*** Opening Exercise data ***
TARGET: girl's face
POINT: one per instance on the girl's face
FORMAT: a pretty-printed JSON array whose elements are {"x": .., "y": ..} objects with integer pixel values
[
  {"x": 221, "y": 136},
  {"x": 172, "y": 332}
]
*** Closing Exercise data ***
### Action item
Extract every line from the one containing "FORMAT: a pretty-printed" to the end of the entries, including both of those lines, exactly as given and with nothing added.

### Problem solution
FORMAT: a pretty-printed JSON array whose elements are {"x": .., "y": ..} objects with integer pixel values
[
  {"x": 221, "y": 136},
  {"x": 172, "y": 332}
]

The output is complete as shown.